◆ RECORDS SHOWN ◆
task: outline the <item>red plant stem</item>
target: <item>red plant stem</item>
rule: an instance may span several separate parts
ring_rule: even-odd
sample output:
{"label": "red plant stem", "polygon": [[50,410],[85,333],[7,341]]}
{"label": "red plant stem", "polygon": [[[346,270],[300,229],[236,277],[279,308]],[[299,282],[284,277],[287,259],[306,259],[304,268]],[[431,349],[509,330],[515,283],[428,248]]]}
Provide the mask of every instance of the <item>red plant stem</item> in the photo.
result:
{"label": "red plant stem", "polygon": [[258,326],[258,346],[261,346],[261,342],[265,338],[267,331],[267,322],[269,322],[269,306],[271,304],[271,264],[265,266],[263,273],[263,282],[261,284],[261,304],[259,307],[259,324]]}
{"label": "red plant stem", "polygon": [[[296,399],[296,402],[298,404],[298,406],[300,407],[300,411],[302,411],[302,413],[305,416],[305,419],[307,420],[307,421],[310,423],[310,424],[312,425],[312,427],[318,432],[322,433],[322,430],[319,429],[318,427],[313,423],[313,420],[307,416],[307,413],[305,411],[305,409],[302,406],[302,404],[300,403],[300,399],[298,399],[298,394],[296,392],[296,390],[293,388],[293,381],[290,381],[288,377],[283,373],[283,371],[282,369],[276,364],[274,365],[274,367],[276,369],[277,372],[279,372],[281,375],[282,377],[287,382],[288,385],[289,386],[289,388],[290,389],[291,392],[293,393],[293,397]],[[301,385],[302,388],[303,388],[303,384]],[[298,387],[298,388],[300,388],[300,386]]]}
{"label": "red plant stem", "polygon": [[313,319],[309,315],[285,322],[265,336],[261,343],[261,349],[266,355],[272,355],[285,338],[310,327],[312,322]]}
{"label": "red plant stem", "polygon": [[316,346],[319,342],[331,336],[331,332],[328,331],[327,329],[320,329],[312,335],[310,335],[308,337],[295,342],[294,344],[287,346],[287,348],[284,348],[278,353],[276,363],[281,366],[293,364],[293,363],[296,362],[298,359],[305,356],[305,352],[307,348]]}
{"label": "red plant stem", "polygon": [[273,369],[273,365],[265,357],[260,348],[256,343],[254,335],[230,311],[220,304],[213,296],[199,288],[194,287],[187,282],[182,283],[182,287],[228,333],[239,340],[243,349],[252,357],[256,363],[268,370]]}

◆ THE PROBLEM ◆
Write the listing out again, exactly as it reads.

◆ RESPONSE TO THIS EXERCISE ◆
task: outline the <item>red plant stem</item>
target: <item>red plant stem</item>
rule: an instance may span several separate parts
ring_rule: even-odd
sample output:
{"label": "red plant stem", "polygon": [[50,410],[85,333],[7,341]]}
{"label": "red plant stem", "polygon": [[[346,270],[300,229],[236,277],[279,308]],[[299,282],[284,277],[287,259],[306,259],[304,268]],[[431,349],[509,330],[515,283],[428,248]]]}
Provide the mask of every instance of the <item>red plant stem</item> in the photo.
result:
{"label": "red plant stem", "polygon": [[258,326],[258,346],[261,346],[261,342],[265,338],[267,331],[267,322],[269,322],[269,306],[271,304],[271,264],[265,266],[263,273],[263,282],[261,284],[261,304],[259,307],[259,324]]}
{"label": "red plant stem", "polygon": [[[296,399],[296,402],[298,404],[298,406],[300,407],[300,411],[302,411],[302,413],[305,416],[305,419],[307,420],[307,421],[310,423],[310,424],[312,425],[312,427],[318,432],[322,433],[322,430],[319,429],[318,427],[313,423],[313,420],[307,416],[307,413],[305,411],[305,409],[302,406],[302,404],[300,403],[300,399],[298,399],[298,394],[296,392],[296,390],[293,388],[293,381],[290,381],[288,377],[283,373],[283,371],[282,369],[276,364],[274,365],[274,367],[276,369],[277,372],[279,372],[281,375],[282,377],[287,382],[288,385],[289,386],[289,388],[290,389],[291,392],[293,393],[293,397]],[[301,385],[302,388],[303,388],[303,384]],[[298,387],[298,388],[300,388],[300,386]]]}
{"label": "red plant stem", "polygon": [[313,319],[309,315],[285,322],[265,336],[261,343],[261,349],[266,355],[272,355],[285,338],[310,327],[312,322]]}
{"label": "red plant stem", "polygon": [[316,346],[319,342],[331,336],[331,332],[328,331],[327,329],[320,329],[312,335],[310,335],[308,337],[295,342],[294,344],[287,346],[287,348],[284,348],[278,353],[276,363],[281,366],[293,364],[293,363],[296,362],[298,359],[305,356],[305,352],[307,348]]}
{"label": "red plant stem", "polygon": [[273,369],[273,365],[265,357],[260,348],[256,343],[254,335],[230,311],[220,304],[213,296],[199,288],[194,287],[187,282],[182,283],[182,287],[228,333],[239,340],[243,349],[252,357],[256,363],[268,370]]}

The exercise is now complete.